-- begin Records for processing --

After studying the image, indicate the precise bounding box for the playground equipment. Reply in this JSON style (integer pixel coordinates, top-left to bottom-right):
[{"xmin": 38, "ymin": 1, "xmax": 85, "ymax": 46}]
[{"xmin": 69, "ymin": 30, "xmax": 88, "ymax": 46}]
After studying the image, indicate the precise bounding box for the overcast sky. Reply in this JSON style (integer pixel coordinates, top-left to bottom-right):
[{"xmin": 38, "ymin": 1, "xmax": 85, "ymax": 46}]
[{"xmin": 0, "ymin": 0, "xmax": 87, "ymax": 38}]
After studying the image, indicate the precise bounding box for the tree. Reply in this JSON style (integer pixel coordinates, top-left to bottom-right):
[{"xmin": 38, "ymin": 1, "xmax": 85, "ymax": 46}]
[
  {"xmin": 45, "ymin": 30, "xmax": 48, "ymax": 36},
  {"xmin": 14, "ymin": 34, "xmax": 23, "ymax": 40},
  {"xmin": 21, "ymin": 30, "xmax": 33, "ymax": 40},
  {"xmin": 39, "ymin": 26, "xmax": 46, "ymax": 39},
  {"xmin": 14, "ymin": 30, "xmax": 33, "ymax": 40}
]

-- end Records for processing --

Task description: Copy out every one of the entries above word for word, with nothing left out or changed.

Problem solution:
After studying the image, indicate the precise bounding box for the playground equipment. Reply in this JSON style (integer pixel coordinates, top-left to bottom-right):
[{"xmin": 38, "ymin": 1, "xmax": 85, "ymax": 46}]
[{"xmin": 69, "ymin": 30, "xmax": 88, "ymax": 46}]
After studying the image, indicate the precise bounding box for the overcast sky. Reply in this JSON style (integer pixel coordinates, top-left to bottom-right):
[{"xmin": 38, "ymin": 1, "xmax": 85, "ymax": 46}]
[{"xmin": 0, "ymin": 0, "xmax": 87, "ymax": 38}]
After studying the image, indicate the precise bounding box for the tree. Reply in this JSON style (integer pixel coordinates, top-left to bottom-right):
[{"xmin": 38, "ymin": 1, "xmax": 85, "ymax": 46}]
[
  {"xmin": 45, "ymin": 30, "xmax": 48, "ymax": 36},
  {"xmin": 14, "ymin": 34, "xmax": 23, "ymax": 40},
  {"xmin": 21, "ymin": 30, "xmax": 33, "ymax": 40},
  {"xmin": 39, "ymin": 26, "xmax": 46, "ymax": 39},
  {"xmin": 14, "ymin": 30, "xmax": 33, "ymax": 40}
]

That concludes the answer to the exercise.